= Kutipan Teks =
Bandar Lampung, jalosi.net - Serikat Media Siber Indonesia (SMSI) Lampung mendesak pemerintah segera mencabut kebijakan pembatasan akses media sosial. Langkah tersebut dinilai membatasi hak setiap orang untuk berkomunikasi dan memperoleh informasi.
Sekertaris SMSI Lampung Juniardi menilai, kebijakan ini tak sesuai dengan pasal 28 F Undang-Undang Dasar 1945 dan pasal 19 Deklarasi Umum HAM yang memberikan kebebasan kepada masyarakat untuk mencari, menerima dan menyampaikan informasi. Pihaknya menyadari bahwa langkah pembatasan ini ditujukan untuk mencegah meluasnya informasi yang salah demi melindungi kepentingan umum.
“Namun, kami menilai langkah pembatasan ini juga menutup akses masyarakat terhadap kebutuhan lainnya, yaitu mendapat informasi yang benar, akses bisnis, termasuk informasi media siber,” kata Juniardi Jumat (24/5/2019).
Pasalnya selain menganggu komunikasi antar pengguna, langkah yang diambil pemerintah tersebut juga merugikan sejumlah kalangan diantaranya jurnalis dan pengguna aplikasi online lainnya.

Baris data:
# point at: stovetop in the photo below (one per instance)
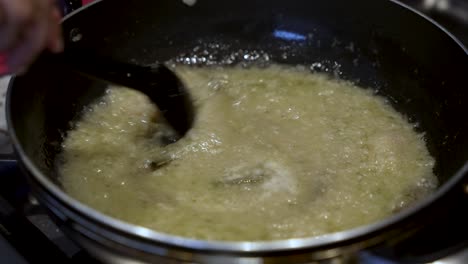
(27, 234)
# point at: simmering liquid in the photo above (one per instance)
(274, 153)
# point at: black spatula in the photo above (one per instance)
(158, 82)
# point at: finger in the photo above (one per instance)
(35, 40)
(16, 14)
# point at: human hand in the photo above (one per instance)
(27, 27)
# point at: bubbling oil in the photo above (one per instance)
(275, 153)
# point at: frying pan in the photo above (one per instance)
(378, 44)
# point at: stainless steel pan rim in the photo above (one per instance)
(222, 246)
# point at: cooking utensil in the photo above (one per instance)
(382, 44)
(159, 83)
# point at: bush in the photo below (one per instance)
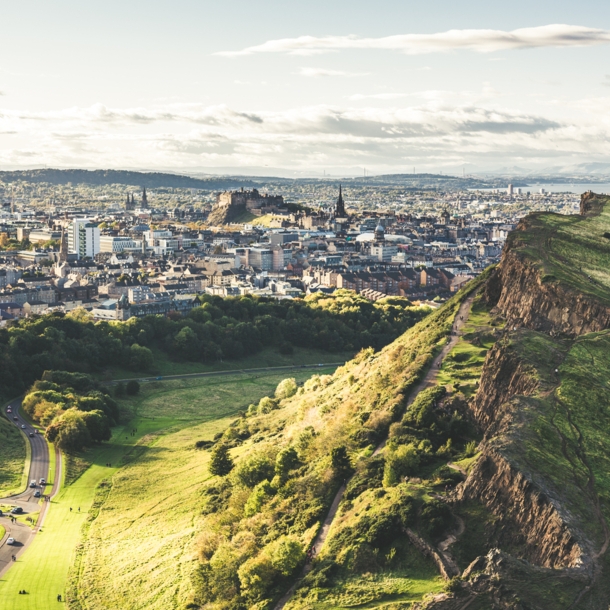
(132, 387)
(254, 470)
(400, 463)
(221, 462)
(286, 389)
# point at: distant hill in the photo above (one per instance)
(112, 176)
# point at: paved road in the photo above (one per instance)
(290, 367)
(39, 468)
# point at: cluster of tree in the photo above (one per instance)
(221, 328)
(75, 411)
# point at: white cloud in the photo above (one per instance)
(484, 41)
(316, 72)
(432, 128)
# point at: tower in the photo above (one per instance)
(340, 207)
(63, 248)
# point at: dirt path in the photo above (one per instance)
(430, 379)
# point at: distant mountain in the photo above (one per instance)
(111, 176)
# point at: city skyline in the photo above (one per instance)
(308, 90)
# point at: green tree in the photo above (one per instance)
(286, 388)
(340, 462)
(140, 358)
(400, 463)
(132, 387)
(221, 463)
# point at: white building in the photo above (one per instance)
(109, 243)
(83, 238)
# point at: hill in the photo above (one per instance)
(111, 176)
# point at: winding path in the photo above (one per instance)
(429, 380)
(39, 468)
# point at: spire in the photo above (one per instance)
(340, 207)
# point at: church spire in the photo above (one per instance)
(340, 207)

= Soal 1 =
Salin bagian berita tentang pembatasan akses media sosial, mulai dari "Bandar Lampung, jalosi.net" sampai dengan "dan memperoleh informasi.".
= Soal 2 =
Tulis lagi baris-baris data mulai dari baris yang memuat "# point at: spire" sampai baris data paling akhir, dengan "spire" diganti menjadi "steeple" dan selebihnya tetap sama.

= Jawaban Benar 1 =
Bandar Lampung, jalosi.net - Serikat Media Siber Indonesia (SMSI) Lampung mendesak pemerintah segera mencabut kebijakan pembatasan akses media sosial. Langkah tersebut dinilai membatasi hak setiap orang untuk berkomunikasi dan memperoleh informasi.

= Jawaban Benar 2 =
# point at: steeple in the photo above (one per instance)
(340, 207)
# point at: church steeple in the photo above (one per instance)
(340, 207)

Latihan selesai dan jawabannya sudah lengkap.